▶ _SOURCE RECORDS_
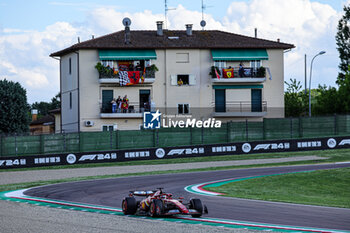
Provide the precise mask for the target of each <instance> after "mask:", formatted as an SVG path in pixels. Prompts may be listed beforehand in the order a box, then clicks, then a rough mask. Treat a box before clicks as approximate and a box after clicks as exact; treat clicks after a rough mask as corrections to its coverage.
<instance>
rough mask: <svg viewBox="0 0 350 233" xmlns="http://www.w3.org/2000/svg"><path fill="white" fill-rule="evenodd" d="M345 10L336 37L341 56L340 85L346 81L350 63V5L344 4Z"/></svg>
mask: <svg viewBox="0 0 350 233" xmlns="http://www.w3.org/2000/svg"><path fill="white" fill-rule="evenodd" d="M343 10H344V15H343V17H342V18H341V19H340V20H339V22H338V32H337V35H336V37H335V39H336V41H337V49H338V52H339V58H340V64H339V69H340V72H339V74H338V78H337V84H338V85H339V86H340V85H342V82H344V78H345V73H346V72H347V70H348V66H349V64H350V6H344V8H343Z"/></svg>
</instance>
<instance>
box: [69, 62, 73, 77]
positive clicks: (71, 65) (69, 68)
mask: <svg viewBox="0 0 350 233" xmlns="http://www.w3.org/2000/svg"><path fill="white" fill-rule="evenodd" d="M69 74H72V58H69Z"/></svg>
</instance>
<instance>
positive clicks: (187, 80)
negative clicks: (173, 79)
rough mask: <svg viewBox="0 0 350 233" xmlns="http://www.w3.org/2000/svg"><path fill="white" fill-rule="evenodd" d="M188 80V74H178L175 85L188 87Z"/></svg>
mask: <svg viewBox="0 0 350 233" xmlns="http://www.w3.org/2000/svg"><path fill="white" fill-rule="evenodd" d="M189 84H190V80H189V75H188V74H178V75H177V85H179V86H181V85H189Z"/></svg>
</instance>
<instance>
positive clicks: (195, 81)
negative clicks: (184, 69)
mask: <svg viewBox="0 0 350 233" xmlns="http://www.w3.org/2000/svg"><path fill="white" fill-rule="evenodd" d="M189 84H190V85H191V86H193V85H196V76H195V75H194V74H190V75H189Z"/></svg>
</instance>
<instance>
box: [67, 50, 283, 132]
mask: <svg viewBox="0 0 350 233" xmlns="http://www.w3.org/2000/svg"><path fill="white" fill-rule="evenodd" d="M267 52H268V55H269V60H268V61H263V63H262V65H263V66H265V67H269V68H270V70H271V73H272V80H269V76H268V75H267V80H266V82H265V83H263V85H264V88H263V91H262V100H265V101H267V104H268V108H269V110H268V111H269V112H268V115H267V117H283V113H284V99H283V81H284V80H283V51H282V50H273V49H270V50H267ZM156 54H157V60H152V64H155V65H156V66H157V67H158V69H159V71H158V72H156V79H155V82H154V83H153V84H144V85H137V86H129V87H119V86H117V85H113V84H108V85H106V84H99V82H98V72H97V70H96V69H95V65H96V63H97V62H98V61H99V57H98V51H97V50H80V51H79V66H80V77H79V84H80V96H79V98H80V129H81V131H101V129H102V128H101V127H102V125H103V124H117V125H118V129H138V128H139V125H140V124H142V119H123V120H121V119H101V118H100V107H101V105H102V90H113V93H114V97H115V98H116V97H118V95H120V96H121V97H123V96H124V95H127V96H128V98H129V100H130V102H137V103H138V102H139V90H140V89H146V90H151V100H152V101H153V102H154V103H155V106H156V108H159V109H164V108H165V107H167V108H173V109H174V110H175V111H177V105H178V104H180V103H188V104H190V108H191V109H192V108H194V107H201V108H203V109H211V110H212V107H213V103H214V101H215V97H214V93H215V92H214V90H213V89H212V83H211V78H210V77H209V72H210V67H211V66H212V65H213V60H212V58H211V52H210V50H209V49H208V50H198V49H192V50H190V49H188V50H187V49H169V50H156ZM187 54H188V55H187ZM69 56H74V54H69V55H67V56H65V57H63V58H62V64H61V65H62V68H64V67H67V65H64V62H67V59H66V58H67V57H69ZM187 57H188V60H187ZM73 60H75V59H72V61H73ZM236 63H237V62H233V63H229V62H228V63H227V65H232V66H237V65H238V64H239V63H237V64H236ZM245 65H247V66H248V65H249V62H247V64H245ZM64 72H66V71H64ZM64 72H62V73H64ZM72 73H74V72H72ZM177 74H192V75H195V77H196V84H195V85H193V86H173V85H171V75H177ZM69 78H70V77H68V80H69ZM75 79H76V78H74V77H72V80H75ZM75 84H76V82H72V83H71V84H69V83H64V85H62V91H66V90H69V89H73V88H74V87H75ZM69 85H71V86H69ZM240 85H252V83H240ZM66 97H67V96H66V95H63V97H62V98H63V99H64V100H65V101H64V102H67V101H66ZM226 100H227V101H251V90H250V89H227V90H226ZM271 109H272V110H273V111H272V110H271ZM278 109H279V111H276V110H278ZM164 111H165V110H164ZM163 113H166V112H163ZM168 114H169V113H168ZM204 115H205V117H208V116H209V114H207V113H206V114H204ZM235 119H236V120H237V118H233V119H228V120H235ZM87 120H92V121H94V123H95V125H94V126H93V127H85V125H84V122H85V121H87ZM62 121H64V119H63V116H62Z"/></svg>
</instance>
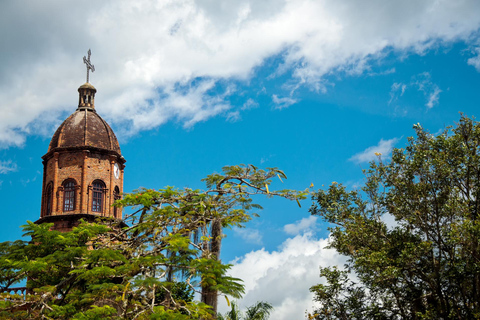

▶ _PROMPT_
Please pull out every line of the records that contains the string "positive". Only lines with matching case count.

▶ _SOLUTION FOR THIS EXERCISE_
positive clicks: (71, 65) (69, 68)
positive clicks: (187, 80)
positive clicks: (195, 81)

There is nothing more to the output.